**Problem:** Find every line in the listing that contains the word "needle", and copy each of those lines.

Dataset rows:
-- begin --

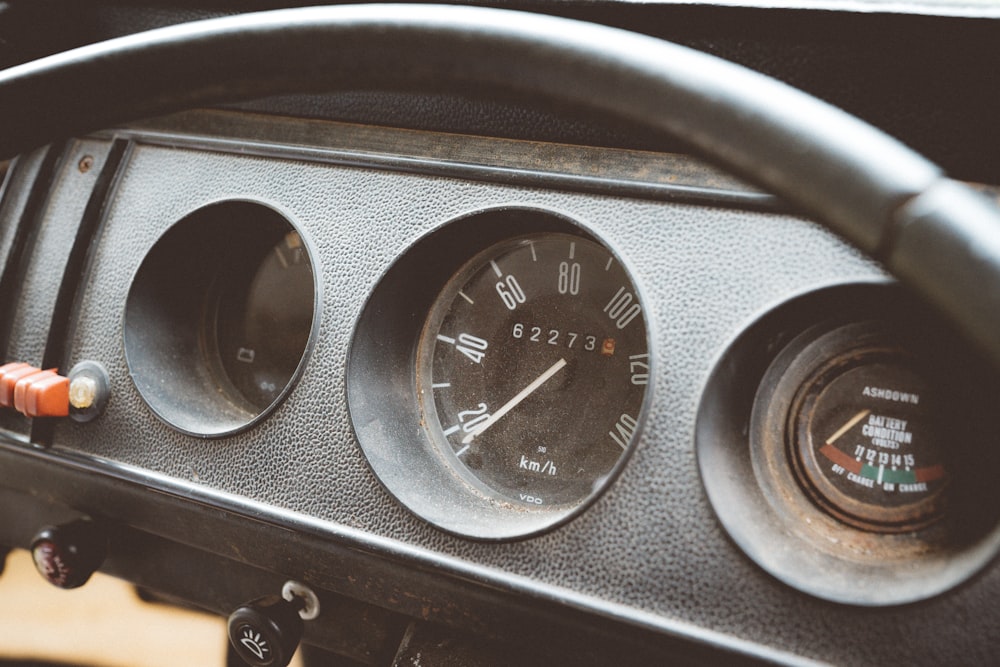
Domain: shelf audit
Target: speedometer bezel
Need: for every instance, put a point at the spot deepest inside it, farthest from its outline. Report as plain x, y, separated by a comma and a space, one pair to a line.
383, 388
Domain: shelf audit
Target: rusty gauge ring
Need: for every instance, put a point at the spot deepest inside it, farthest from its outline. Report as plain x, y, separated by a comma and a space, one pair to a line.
854, 459
498, 376
864, 439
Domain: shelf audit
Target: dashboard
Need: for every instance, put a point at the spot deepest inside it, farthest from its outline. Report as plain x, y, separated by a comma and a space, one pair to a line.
475, 381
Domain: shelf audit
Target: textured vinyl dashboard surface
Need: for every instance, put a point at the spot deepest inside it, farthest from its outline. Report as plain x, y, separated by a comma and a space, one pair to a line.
651, 546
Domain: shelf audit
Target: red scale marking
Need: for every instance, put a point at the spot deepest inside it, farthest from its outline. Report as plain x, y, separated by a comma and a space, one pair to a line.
840, 458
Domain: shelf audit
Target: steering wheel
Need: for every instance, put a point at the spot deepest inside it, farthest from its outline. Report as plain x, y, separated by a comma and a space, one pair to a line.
934, 234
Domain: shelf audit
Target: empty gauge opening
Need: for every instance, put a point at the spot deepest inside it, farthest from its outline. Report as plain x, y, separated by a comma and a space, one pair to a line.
220, 318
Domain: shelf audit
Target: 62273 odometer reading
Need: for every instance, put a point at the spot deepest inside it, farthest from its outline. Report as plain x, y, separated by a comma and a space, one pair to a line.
533, 369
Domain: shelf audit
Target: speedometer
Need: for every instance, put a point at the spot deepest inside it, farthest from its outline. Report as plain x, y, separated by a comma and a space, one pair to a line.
500, 373
533, 368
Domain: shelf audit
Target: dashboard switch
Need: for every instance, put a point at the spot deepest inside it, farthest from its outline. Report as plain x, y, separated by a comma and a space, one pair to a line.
266, 632
67, 555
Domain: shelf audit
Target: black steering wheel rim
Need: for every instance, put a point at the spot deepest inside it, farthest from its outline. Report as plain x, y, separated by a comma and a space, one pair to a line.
936, 235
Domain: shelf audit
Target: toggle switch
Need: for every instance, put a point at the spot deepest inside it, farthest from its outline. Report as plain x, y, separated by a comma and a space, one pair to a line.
67, 555
267, 631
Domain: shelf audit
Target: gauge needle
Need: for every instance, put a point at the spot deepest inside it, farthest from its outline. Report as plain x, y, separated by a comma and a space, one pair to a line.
513, 403
847, 427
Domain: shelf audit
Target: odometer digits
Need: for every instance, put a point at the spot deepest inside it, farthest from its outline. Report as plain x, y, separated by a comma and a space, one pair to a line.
534, 366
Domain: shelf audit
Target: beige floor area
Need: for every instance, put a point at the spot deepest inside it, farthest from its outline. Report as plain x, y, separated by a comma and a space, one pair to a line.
102, 624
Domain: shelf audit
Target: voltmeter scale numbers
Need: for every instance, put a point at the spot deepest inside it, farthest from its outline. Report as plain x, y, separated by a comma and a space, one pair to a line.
866, 443
534, 366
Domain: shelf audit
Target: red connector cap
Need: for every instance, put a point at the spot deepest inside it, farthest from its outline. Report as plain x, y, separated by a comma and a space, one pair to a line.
34, 392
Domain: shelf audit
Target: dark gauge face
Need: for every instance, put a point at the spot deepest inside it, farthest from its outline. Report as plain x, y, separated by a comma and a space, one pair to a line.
262, 320
866, 442
534, 365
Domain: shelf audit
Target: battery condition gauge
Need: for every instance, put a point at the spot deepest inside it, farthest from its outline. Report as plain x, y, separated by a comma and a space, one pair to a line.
865, 441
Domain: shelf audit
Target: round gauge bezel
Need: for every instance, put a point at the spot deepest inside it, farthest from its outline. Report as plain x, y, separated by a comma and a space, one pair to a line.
745, 457
168, 318
384, 383
802, 451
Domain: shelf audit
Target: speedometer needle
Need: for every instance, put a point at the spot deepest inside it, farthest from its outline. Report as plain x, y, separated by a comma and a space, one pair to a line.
513, 403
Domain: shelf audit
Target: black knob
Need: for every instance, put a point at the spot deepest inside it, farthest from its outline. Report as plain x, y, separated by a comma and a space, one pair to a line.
67, 555
266, 632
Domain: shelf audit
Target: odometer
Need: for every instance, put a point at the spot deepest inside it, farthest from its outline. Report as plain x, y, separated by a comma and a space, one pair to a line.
533, 368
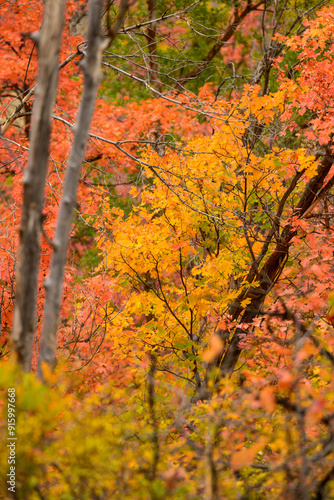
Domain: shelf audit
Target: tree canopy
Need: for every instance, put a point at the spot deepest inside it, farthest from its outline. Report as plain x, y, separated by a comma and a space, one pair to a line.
167, 249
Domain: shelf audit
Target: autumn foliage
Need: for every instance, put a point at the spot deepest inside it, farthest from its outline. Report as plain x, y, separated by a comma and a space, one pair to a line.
195, 345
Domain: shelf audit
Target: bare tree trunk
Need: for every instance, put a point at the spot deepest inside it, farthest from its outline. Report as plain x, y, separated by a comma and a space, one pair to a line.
272, 267
48, 41
152, 45
92, 76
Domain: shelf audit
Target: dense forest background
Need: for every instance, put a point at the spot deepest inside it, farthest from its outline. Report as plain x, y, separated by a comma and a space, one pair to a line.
166, 249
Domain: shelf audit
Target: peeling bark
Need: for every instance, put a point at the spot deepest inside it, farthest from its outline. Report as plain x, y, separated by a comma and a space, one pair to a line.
48, 41
271, 269
92, 76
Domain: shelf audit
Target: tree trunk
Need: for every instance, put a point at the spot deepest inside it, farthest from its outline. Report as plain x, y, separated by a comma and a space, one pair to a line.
92, 76
48, 41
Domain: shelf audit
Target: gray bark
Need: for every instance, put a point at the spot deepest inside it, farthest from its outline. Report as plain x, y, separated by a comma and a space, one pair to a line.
28, 256
92, 76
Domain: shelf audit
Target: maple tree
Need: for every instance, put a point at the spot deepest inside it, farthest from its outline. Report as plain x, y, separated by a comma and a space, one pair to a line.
195, 340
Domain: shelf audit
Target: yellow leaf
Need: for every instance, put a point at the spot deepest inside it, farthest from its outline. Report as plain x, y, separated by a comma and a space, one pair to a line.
244, 458
215, 348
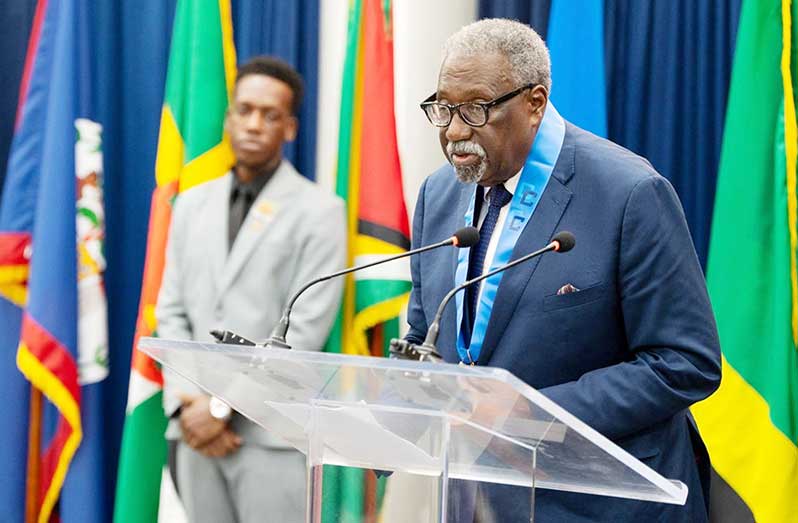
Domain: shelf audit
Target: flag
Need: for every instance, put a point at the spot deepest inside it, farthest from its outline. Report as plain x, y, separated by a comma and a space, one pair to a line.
369, 179
750, 425
577, 63
51, 266
192, 149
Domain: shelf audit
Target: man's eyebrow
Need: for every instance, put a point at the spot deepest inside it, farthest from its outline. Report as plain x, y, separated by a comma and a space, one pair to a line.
469, 94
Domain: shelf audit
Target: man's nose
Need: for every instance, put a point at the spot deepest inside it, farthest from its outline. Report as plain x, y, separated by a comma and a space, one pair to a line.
254, 121
458, 129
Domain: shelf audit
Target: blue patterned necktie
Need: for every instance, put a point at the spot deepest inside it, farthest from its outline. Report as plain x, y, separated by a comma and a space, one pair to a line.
498, 197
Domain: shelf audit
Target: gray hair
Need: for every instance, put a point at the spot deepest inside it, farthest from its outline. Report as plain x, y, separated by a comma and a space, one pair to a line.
523, 47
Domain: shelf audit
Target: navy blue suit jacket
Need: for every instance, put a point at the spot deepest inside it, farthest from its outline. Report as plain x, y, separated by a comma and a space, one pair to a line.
627, 354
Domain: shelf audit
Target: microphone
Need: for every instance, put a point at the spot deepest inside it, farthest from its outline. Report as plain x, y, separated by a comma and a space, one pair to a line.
563, 241
462, 238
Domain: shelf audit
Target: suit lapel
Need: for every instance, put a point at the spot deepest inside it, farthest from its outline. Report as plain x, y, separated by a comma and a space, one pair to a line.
537, 233
257, 223
218, 205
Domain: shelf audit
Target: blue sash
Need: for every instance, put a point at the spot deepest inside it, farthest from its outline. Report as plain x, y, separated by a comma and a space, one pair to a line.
534, 178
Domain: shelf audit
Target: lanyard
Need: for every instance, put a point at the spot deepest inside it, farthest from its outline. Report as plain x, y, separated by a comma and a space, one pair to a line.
534, 178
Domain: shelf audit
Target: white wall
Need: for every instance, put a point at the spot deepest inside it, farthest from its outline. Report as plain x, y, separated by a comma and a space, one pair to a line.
420, 29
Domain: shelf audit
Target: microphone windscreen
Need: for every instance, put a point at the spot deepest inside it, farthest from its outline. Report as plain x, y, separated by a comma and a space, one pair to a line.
566, 241
466, 237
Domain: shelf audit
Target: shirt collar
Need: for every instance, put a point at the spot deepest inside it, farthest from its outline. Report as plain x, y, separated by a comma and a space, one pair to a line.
253, 187
510, 185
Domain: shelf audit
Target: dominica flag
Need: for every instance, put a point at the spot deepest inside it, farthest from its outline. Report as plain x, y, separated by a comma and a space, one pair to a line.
369, 179
51, 266
750, 424
192, 149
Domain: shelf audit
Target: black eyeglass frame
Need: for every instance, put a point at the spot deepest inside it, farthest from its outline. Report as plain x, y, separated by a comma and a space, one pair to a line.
430, 101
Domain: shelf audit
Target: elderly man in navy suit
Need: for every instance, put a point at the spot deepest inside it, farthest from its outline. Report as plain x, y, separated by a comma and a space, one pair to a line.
619, 331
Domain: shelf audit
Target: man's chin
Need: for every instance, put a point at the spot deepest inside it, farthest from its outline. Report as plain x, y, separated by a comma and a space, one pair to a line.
469, 174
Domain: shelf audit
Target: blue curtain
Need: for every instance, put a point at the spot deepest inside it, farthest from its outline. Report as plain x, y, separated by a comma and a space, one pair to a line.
668, 64
129, 58
289, 30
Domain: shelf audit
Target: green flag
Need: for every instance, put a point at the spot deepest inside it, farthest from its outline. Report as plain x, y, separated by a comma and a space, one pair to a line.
750, 424
192, 149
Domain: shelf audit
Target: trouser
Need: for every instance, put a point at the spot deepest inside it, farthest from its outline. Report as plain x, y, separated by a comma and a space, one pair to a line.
253, 484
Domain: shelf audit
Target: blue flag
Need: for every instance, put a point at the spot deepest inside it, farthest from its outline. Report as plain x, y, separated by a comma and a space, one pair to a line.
51, 234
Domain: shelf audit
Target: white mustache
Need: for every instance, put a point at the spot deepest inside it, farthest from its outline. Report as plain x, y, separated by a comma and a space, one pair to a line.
465, 147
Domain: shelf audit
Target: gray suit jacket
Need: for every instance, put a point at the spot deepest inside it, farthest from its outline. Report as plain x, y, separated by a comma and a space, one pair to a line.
294, 232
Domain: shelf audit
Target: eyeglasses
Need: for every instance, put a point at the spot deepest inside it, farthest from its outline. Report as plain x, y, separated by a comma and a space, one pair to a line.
474, 114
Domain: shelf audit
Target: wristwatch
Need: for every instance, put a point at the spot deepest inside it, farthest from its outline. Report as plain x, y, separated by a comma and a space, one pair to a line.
219, 409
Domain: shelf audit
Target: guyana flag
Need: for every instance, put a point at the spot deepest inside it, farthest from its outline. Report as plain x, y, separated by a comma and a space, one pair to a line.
192, 149
751, 423
369, 179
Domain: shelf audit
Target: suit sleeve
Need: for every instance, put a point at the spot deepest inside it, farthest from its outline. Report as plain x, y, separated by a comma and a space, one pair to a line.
323, 251
674, 352
415, 311
170, 311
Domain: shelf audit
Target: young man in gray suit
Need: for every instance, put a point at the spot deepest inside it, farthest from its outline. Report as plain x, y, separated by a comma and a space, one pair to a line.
239, 246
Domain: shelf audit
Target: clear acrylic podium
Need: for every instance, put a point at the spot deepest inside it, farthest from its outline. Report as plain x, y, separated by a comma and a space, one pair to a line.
449, 422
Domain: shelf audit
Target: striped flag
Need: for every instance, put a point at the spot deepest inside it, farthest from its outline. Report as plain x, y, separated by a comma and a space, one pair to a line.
192, 149
51, 266
369, 179
750, 424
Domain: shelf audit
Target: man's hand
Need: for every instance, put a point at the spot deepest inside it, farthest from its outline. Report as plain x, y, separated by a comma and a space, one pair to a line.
199, 427
225, 443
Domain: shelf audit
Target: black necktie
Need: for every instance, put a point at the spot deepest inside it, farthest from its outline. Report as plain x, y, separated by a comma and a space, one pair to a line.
498, 197
239, 206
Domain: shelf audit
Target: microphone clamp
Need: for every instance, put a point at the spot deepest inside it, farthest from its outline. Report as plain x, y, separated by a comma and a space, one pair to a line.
404, 350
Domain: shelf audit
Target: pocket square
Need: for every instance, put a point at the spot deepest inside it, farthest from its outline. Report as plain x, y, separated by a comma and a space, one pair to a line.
566, 289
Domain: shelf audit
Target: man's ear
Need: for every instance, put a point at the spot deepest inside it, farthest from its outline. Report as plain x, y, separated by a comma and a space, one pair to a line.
291, 128
538, 97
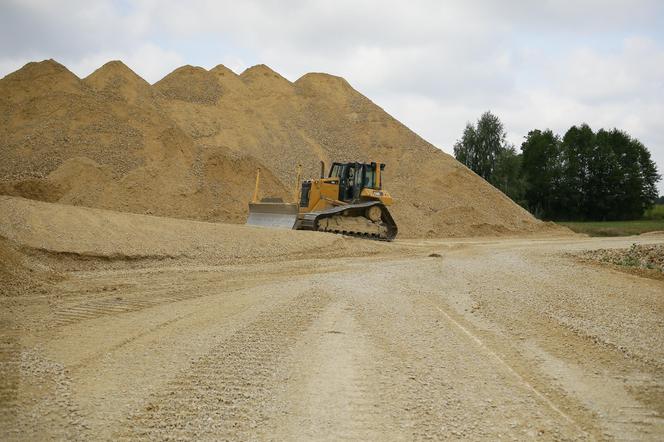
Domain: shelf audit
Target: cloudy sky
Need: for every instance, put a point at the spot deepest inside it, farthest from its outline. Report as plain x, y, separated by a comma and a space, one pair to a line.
434, 65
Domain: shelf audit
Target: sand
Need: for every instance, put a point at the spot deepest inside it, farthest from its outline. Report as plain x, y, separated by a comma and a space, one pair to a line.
188, 146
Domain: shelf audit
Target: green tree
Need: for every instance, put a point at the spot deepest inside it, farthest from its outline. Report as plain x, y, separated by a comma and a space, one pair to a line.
507, 175
576, 152
481, 145
541, 170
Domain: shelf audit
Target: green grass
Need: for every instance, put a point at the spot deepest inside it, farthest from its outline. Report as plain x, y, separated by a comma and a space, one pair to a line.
656, 212
616, 228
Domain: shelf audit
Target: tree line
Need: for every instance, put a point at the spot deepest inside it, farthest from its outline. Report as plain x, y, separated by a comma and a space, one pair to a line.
581, 176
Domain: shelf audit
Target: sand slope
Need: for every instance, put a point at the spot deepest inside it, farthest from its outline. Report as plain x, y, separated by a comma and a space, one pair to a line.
88, 233
188, 146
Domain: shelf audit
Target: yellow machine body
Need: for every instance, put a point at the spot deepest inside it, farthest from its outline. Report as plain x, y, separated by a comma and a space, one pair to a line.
350, 200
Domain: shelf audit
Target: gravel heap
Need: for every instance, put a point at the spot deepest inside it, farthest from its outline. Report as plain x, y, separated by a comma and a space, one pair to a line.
649, 257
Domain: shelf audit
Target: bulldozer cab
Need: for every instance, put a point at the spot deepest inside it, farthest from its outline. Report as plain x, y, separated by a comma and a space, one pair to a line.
353, 177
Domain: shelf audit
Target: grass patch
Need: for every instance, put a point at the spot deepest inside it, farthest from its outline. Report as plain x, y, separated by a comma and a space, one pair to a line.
616, 228
657, 212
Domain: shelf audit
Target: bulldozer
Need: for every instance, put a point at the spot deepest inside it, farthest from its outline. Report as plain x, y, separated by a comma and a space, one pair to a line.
350, 201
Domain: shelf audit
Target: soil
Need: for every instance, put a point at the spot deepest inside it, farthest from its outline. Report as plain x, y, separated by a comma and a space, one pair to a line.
158, 329
189, 145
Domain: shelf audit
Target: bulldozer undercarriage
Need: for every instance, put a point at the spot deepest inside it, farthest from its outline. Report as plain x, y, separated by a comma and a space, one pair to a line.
353, 225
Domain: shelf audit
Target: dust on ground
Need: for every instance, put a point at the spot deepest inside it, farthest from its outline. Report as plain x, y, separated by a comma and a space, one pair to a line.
465, 339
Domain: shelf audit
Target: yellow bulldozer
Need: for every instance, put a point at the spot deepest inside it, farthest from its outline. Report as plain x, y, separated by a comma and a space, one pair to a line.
350, 200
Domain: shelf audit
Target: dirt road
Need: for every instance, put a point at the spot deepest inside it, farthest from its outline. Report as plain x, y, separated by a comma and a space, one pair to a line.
494, 339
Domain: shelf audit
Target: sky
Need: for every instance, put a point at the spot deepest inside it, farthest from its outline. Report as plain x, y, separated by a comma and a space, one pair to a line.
433, 65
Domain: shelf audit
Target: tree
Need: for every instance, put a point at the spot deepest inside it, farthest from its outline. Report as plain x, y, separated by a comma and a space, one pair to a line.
506, 175
541, 170
481, 145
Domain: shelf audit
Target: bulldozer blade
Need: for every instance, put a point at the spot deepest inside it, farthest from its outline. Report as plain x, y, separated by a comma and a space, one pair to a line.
273, 214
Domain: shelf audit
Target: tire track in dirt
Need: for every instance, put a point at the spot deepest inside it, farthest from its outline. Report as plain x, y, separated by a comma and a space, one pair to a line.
9, 376
332, 391
222, 394
160, 289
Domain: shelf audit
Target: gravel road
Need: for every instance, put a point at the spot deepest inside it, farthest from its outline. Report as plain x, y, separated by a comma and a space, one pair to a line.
486, 339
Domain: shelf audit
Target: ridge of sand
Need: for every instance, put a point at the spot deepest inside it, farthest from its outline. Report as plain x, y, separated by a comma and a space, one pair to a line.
264, 81
190, 84
189, 147
87, 233
37, 79
117, 81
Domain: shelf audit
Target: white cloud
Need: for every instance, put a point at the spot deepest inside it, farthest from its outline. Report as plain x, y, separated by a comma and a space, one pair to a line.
433, 65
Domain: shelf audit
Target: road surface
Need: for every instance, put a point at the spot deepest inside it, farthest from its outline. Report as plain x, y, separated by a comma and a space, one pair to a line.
486, 339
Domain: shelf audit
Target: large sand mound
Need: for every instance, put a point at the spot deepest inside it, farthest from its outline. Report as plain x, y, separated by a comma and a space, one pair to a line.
83, 233
188, 146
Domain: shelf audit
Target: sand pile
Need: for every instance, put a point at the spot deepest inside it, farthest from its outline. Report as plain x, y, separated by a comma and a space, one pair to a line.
83, 233
188, 146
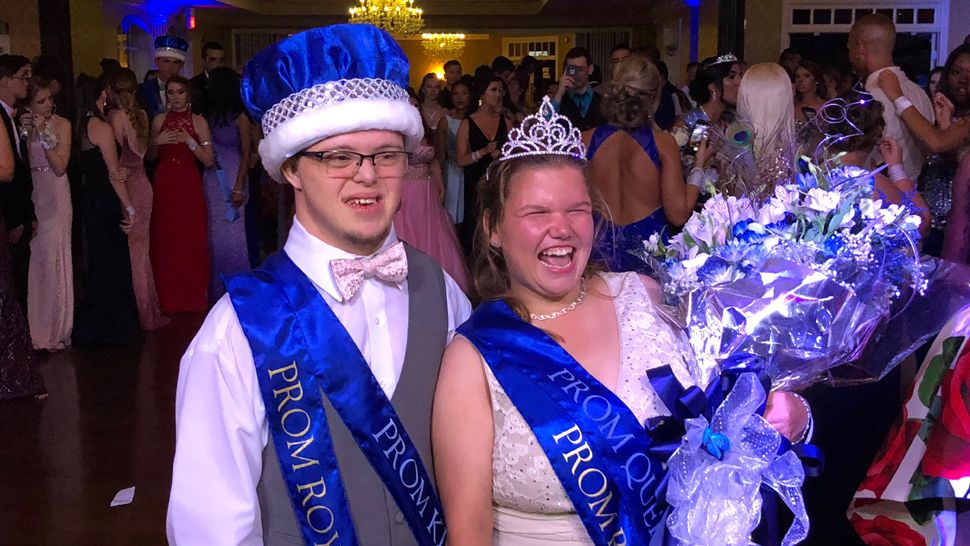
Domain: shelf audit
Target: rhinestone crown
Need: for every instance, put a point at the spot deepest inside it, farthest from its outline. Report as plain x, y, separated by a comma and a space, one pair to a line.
544, 133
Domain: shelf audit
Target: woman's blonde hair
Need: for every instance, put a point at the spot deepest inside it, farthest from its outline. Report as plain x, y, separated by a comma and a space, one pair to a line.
124, 85
633, 94
489, 270
765, 100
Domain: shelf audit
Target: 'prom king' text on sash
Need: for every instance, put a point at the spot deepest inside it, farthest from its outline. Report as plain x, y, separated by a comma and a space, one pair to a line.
300, 348
598, 449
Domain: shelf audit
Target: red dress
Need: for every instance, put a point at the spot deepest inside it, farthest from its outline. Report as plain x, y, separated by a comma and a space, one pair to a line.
179, 249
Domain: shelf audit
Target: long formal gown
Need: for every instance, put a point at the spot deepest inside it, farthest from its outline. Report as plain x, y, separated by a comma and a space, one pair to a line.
179, 245
227, 224
19, 376
50, 278
422, 222
619, 245
142, 277
477, 140
529, 505
107, 312
454, 176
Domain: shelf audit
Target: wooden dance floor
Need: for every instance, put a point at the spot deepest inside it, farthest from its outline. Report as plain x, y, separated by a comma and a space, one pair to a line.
108, 425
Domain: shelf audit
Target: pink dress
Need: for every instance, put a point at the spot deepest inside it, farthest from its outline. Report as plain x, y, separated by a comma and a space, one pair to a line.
142, 277
50, 278
422, 221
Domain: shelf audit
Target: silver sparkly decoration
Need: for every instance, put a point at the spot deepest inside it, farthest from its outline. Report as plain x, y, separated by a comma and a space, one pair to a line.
544, 133
326, 94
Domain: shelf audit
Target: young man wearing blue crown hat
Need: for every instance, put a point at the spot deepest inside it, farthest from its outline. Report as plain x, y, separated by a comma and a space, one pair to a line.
303, 410
170, 54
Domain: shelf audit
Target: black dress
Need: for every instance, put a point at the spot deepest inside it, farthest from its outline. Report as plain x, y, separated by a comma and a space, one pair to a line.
473, 173
107, 312
19, 376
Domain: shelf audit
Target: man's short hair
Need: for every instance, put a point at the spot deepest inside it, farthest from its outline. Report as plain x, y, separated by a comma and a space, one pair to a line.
787, 55
618, 47
109, 65
206, 47
875, 29
11, 64
578, 52
502, 64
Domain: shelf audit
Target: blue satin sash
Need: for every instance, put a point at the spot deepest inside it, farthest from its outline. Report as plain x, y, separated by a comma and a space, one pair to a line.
599, 450
300, 349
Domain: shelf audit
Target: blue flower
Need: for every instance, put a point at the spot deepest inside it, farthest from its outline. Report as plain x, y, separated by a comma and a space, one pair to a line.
717, 271
806, 181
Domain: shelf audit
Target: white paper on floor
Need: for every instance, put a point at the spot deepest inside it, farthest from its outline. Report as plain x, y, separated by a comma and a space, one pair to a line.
125, 496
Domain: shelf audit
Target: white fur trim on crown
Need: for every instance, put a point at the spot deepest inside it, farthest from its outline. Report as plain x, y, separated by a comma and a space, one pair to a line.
170, 52
349, 116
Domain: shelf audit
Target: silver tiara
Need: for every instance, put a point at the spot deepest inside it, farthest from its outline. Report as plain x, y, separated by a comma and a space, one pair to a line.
727, 58
544, 133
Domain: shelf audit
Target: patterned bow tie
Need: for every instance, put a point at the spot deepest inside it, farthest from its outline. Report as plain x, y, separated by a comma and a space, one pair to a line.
391, 266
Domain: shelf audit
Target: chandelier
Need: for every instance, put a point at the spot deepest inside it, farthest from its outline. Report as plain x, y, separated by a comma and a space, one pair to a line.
443, 45
397, 17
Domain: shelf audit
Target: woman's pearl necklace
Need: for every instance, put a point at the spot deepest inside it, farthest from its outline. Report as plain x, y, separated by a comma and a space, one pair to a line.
556, 314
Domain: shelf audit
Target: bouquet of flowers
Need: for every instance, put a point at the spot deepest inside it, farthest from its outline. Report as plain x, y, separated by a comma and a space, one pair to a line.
802, 280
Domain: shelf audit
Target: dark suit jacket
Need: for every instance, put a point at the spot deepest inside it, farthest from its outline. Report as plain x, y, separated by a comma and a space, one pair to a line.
151, 98
593, 118
18, 209
200, 103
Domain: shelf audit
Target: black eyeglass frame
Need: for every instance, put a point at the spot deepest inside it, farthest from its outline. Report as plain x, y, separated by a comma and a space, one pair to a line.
319, 156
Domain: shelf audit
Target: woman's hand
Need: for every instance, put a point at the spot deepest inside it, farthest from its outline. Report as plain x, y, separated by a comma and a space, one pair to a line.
705, 151
786, 413
943, 108
891, 152
889, 83
168, 137
128, 218
238, 196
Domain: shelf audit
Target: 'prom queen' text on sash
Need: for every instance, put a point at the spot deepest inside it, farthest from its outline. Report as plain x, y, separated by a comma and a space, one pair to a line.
597, 447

-- end --

**Full response:**
Target: gauge needle
Target: speedometer needle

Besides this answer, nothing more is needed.